Two types of phytoplankton that are found in the Arctic ocean are the Haptophytes, which are 0.002 mm across, and the larger Chaetoceros Socialis at 0.14 mm across. While both tiny, the relative size difference between these microorganisms is equal to that of a common clown fish and a killer whale. Working on the Hokkaido University’s research training vessel, the Oshoro-maru, Saitoh discovered that the distribution of the two species can be measured from space due to the differences in their optical properties.
The green chlorophyll in the phytoplankton partially absorbs the incident sunlight and scatters the rest. The smaller Haptophytes phytoplankton absorb more strongly at small wavelengths around 488 nm (cyan) compared to the larger Chaetoceros Socialis. By contrast, light at 555 nm (green) is absorbed and scattered equally by both types. Saitoh developed a model to estimate the ratio between the two phytoplankton types based on the absorption data collected from satellites. He found that the smaller phytoplankton were distributed equally over the seas around the globe, but the larger species clustered densely along costal regions. While comparing satellite images from 1978 and the present day, Saitoh turned his attention to the Arctic region.
· · · ·
WHAT YOU NEED TO DO -
1: In the passage on Arctic phytoplankton, at what wavelength do the smaller Haptophytes absorb light more strongly than Chaetoceros Socialis?
2: Continue the passage on Arctic phytoplankton from its last sentence.
· · · ·
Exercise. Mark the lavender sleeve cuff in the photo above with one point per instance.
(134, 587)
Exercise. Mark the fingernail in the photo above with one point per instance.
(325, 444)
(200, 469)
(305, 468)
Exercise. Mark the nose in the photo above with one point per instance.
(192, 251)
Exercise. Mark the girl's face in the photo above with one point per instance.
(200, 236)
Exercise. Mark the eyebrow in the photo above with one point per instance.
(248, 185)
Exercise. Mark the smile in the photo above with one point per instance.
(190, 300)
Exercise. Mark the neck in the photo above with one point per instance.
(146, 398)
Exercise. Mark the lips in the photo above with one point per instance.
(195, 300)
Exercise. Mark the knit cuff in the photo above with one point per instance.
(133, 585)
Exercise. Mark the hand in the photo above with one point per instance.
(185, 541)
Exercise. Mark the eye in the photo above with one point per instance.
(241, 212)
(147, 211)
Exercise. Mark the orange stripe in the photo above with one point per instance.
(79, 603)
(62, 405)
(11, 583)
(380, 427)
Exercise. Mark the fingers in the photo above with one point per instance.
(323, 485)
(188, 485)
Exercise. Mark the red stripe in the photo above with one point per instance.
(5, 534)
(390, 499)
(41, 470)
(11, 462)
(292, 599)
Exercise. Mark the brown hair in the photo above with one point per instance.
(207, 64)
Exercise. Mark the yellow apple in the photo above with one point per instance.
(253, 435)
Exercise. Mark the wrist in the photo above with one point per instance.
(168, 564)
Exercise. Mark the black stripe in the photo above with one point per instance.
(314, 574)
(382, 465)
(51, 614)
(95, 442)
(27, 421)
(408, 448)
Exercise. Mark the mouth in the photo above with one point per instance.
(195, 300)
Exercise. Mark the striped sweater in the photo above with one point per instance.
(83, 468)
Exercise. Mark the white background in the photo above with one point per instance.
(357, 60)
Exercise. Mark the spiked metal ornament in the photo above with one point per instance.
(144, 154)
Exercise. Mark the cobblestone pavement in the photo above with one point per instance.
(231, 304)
· · · ·
RESULTS IN ORDER -
1: Around 488 nm (cyan).

2:
In the Chukchi Sea between Alaska and Siberia, the period when the water is frozen with sea ice has been shortening. With its reduction, the ratio between the large and small phytoplankton has tipped against the larger Chaetoceros Socialis. Conversely, just south of the Chukchi Sea, the Bering Strait has seen an increase in the duration of sea ice and this has been accompanied by an increase in the Chaetoceros Socialis. This suggests that high levels of sea ice appear to favour the larger Chaetoceros Socialis phytoplankton.
The reason for this stems from where the phytoplankton live. The large Chaetoceros Socialis are sometimes referred to as ‘ice algae’ due to their favourite location at the bottom of sea ice. Take away the sea ice and you destroy their habitat. The knock-on effect up the food chain is that where sea ice is plentiful, krill collect to feed. This brings in larger creatures such as whales. The sea ice is also used by polar bears to hunt seals. The loss of sea ice therefore marks the destruction of a large ecosystem.
Global warming is drastically shifting the marine ecosystems in the Arctic ocean. The decrease of sea ice affects the balance of phytoplankton, disrupting the food chain. Warming ocean temperatures also move cooler-loving organisms further north in search of colder waters. But for those already in the Arctic, there is no where to go. Not only is the loss of marine life tragic, but such movement presents serious economic consequences for the countries that depend on the fisheries.
Concerns for the future
Not all changes in the Arctic conditions have a short-term negative impact on the economy and that in itself presents problems. The Arctic region is thought to contain a significant amount of untapped natural gas and petroleum resources. As the sea ice recedes, these areas become accessible, promoting fears that the fresh abundance of fossil fuels will accelerate carbon dioxide emissions and cause still more global warming.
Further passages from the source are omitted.